Write the data below out exactly as it stands. Do not include the pictures.

Photo object pointing records:

● ● ● ● ● ● ●

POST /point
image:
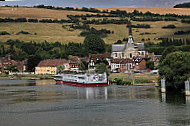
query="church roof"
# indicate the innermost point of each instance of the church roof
(122, 47)
(118, 47)
(140, 46)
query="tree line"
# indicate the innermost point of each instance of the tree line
(117, 12)
(180, 44)
(183, 5)
(35, 52)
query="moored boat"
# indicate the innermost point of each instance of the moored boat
(82, 80)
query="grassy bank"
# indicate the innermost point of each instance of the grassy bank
(136, 78)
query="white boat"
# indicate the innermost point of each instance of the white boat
(82, 80)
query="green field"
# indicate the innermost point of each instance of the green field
(53, 32)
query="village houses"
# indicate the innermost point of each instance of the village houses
(130, 56)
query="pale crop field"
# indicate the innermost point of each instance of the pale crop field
(53, 32)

● ● ● ● ● ● ●

__TASK OUTPUT__:
POST /point
image:
query="church roof"
# indicate the innermost point of each instance of the church roof
(122, 47)
(118, 47)
(140, 46)
query="tree line"
# indicate the innermost point of each instance of the tree line
(117, 12)
(180, 44)
(183, 5)
(35, 52)
query="moored boat"
# indicate the innermost point of each instance of the moored boat
(82, 80)
query="grassy bank"
# indicate the innermost point of each instance of the grassy bank
(136, 78)
query="white boat"
# indicate the innermost point of each instance of the white boat
(82, 80)
query="green field"
# indicate the innermost point of each instance of the green field
(53, 32)
query="village houses"
# indicate the innermost point of each instance of the village houses
(130, 56)
query="pale crop field"
# indicate the innermost point of each instance of the pale crop field
(53, 32)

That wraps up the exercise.